Records to use =
━━━

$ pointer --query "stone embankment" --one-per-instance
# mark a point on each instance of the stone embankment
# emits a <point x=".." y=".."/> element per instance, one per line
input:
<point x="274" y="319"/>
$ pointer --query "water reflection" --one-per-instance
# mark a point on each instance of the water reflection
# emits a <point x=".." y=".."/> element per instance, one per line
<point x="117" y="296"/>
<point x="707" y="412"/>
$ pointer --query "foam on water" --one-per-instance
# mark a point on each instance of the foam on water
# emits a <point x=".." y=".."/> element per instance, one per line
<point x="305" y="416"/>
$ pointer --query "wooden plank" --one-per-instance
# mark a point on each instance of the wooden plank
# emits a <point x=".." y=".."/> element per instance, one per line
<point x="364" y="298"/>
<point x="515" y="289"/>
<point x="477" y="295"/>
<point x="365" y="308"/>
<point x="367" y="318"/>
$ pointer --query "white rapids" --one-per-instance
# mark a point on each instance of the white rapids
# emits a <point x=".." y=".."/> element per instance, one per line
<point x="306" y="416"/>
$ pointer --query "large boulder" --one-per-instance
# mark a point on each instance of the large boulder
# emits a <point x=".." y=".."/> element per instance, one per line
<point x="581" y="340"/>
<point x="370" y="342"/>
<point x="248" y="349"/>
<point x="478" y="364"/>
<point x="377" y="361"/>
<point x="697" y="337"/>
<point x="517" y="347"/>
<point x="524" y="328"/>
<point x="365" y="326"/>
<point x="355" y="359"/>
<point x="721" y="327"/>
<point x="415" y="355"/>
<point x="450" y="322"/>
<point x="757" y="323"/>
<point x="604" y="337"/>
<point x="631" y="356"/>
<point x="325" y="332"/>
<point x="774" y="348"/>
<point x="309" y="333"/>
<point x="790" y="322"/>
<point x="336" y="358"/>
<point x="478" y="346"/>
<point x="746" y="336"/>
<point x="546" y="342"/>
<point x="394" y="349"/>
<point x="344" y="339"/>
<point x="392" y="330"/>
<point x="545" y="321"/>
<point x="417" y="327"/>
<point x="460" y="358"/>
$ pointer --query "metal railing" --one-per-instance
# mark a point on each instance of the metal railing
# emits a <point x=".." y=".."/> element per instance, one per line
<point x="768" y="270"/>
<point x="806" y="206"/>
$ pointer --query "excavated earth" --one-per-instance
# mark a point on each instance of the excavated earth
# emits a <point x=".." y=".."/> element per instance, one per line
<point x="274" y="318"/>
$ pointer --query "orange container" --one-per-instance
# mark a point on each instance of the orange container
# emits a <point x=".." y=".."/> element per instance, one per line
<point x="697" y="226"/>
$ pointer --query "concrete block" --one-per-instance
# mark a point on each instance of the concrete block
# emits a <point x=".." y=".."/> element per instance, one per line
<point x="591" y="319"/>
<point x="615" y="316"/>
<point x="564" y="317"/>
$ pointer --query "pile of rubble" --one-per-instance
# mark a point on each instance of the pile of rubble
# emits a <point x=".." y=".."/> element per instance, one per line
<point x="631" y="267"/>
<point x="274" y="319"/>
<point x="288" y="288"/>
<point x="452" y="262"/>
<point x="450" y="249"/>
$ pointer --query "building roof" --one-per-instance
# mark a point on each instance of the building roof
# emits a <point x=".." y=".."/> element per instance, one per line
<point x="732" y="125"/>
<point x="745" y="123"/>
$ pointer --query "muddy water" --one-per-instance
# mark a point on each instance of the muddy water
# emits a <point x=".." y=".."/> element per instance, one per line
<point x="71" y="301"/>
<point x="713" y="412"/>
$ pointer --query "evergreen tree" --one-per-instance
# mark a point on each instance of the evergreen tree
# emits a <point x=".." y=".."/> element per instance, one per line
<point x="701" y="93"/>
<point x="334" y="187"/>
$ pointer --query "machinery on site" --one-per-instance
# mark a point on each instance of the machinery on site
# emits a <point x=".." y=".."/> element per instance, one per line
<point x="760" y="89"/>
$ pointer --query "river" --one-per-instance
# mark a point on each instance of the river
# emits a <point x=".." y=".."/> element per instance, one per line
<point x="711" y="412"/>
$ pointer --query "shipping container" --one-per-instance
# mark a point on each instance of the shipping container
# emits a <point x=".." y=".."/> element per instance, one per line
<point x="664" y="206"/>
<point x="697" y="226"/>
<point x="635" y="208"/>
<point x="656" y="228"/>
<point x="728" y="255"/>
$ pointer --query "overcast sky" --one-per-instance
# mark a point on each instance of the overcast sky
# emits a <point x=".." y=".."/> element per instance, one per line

━━━

Stated exercise =
From the rows above, pick out each line containing the word "block" and copy those lines.

Answer in full =
$ pointer --query "concrete block" --one-per-instance
# mark a point on each instance of the concrete block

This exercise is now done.